■ Problem A:
According to the passage on Lewy body dementia genetics, which two genes contained the new LBD risk loci?
■ Problem B:
Write the next part of the passage on Lewy body dementia genetics, picking up after its final sentence.

■ Passage shown:
#####

Genetic risk scores also demonstrated that Lewy body dementia shared “risk profiles and pathways” with Alzheimer’s disease and Parkinson’s disease, a finding that provides “a deeper molecular understanding of the complex genetic architecture of this age-related neurodegenerative condition,” the researchers wrote.

“Lewy body dementia is a genetically complex disease that intersects molecularly with Alzheimer’s disease and Parkinson’s disease.” Sonja W. Scholz, MD, PhD

“Lewy body dementia (LBD) is a poorly understood form of dementia. Recent evidence has shown us that genetic factors play a role in the pathogenesis of LBD,” Sonja W. Scholz, MD, PhD, investigator and chief in the neurodegenerative diseases research unit, neurogenetics branch, at the National Institute of Neurological Disorders and Stroke, told Healio Neurology. “To perform a comprehensive genetic evaluation of LBD and to generate a foundational resource for the dementia research community, we undertook whole-genome sequencing of a large cohort of LBD cases and neurologically healthy controls.”

Scholz and colleagues conducted whole-genome sequencing in a cohort of 2,981 patients with LBD and 4,391 healthy individuals. They also completed gene-aggregation tests and modeled the relative contributions of AD and PD risk variants to LBD.

Following quality control measures, the researchers had access to whole-genome sequencing data from 2,591 individuals with LBD and 4,027 neurologically healthy individuals. Participants came from 44 institutions and consortia and were diagnosed according to established consensus criteria, according to the study results.

The results revealed five loci that “surpassed the genome-wide significance threshold, three of which were located at known LBD risk loci within the genes GBA, APOE and SNCA. The other signals, in BIN1 and TMEM175, “represented new LBD risk loci,” according to the findings from Scholz and colleagues, though these loci have been implicated in other age-related neurodegenerative diseases, including AD (BIN1) and PD (TMEM175).

#####

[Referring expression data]
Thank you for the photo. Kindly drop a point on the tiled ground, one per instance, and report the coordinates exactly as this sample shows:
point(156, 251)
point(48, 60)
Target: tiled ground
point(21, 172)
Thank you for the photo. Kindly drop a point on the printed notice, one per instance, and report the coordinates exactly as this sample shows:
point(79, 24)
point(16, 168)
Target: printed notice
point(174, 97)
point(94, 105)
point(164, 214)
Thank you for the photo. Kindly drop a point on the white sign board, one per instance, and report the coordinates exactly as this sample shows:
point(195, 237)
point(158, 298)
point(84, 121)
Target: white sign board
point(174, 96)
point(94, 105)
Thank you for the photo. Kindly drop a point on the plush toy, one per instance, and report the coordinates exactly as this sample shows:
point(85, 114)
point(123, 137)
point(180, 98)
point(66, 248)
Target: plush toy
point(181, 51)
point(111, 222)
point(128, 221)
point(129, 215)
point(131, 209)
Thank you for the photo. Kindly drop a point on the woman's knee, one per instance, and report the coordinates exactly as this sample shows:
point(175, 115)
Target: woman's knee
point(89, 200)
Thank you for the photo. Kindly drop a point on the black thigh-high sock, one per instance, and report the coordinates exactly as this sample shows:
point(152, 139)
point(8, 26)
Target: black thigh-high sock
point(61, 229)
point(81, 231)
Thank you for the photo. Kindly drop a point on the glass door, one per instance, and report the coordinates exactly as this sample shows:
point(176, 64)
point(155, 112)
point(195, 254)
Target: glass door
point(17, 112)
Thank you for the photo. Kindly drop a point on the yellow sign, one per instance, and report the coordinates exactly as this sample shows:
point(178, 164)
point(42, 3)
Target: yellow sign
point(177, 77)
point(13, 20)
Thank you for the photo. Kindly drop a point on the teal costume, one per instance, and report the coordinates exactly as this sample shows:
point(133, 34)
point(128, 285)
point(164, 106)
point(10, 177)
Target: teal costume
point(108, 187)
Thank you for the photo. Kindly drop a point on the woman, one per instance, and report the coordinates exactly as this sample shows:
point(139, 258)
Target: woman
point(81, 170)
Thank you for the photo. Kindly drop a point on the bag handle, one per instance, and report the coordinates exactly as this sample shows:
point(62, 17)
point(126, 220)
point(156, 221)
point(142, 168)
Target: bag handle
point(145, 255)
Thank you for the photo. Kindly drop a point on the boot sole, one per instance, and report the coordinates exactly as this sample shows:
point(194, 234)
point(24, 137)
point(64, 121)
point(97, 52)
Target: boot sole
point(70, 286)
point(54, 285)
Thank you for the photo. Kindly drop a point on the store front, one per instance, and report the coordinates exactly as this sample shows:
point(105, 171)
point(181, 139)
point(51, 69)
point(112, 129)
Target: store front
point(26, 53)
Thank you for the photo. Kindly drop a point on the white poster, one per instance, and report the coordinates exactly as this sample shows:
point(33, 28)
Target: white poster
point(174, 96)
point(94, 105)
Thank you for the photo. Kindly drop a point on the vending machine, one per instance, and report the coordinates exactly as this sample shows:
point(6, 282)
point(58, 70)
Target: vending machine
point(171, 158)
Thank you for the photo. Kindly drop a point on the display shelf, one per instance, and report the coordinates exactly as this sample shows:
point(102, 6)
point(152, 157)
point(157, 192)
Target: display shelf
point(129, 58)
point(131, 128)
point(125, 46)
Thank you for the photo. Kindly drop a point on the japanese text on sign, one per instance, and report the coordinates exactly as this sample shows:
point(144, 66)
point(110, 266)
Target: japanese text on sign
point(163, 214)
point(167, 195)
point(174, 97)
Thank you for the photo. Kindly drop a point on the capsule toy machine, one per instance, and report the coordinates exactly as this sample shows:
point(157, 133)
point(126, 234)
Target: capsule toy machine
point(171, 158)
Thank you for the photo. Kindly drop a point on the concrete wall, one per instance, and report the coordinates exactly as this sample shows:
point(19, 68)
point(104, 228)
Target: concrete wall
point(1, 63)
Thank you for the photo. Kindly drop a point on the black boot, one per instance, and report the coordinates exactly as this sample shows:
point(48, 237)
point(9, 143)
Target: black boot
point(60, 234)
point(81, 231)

#####

■ Final answer A:
BIN1 and TMEM175.

■ Final answer B:
Genome-wide, gene-based aggregation tests implicated mutations in GBA as “critical” to the pathogenesis of LBD, according to the study results. The researchers observed strong cis-expression quantitative trait loci colonization signals at the TMEM175 and SNCA-AS1 loci, a finding that demonstrated that the risk for disease at these genomic regions “may be driven by expression changes of these particular genes.” Additionally, results from Scholz and colleagues showed “definitive evidence” that risk for LBD is driven, at least partially, by genetic variants associated with the risk for developing Alzheimer’s disease and Parkinson’s disease.

“We found that LBD is a genetically complex disease that intersects molecularly with AD and PD. Our study highlights several risk genes and pathways that are shared with related neurodegenerative diseases,” Scholz said. “This knowledge is crucial to prioritize targets for developing new therapies. We hope that increased insights into the pathogenesis of LBD will ultimately pave the way for disease-modifying treatments of this understudied disease.”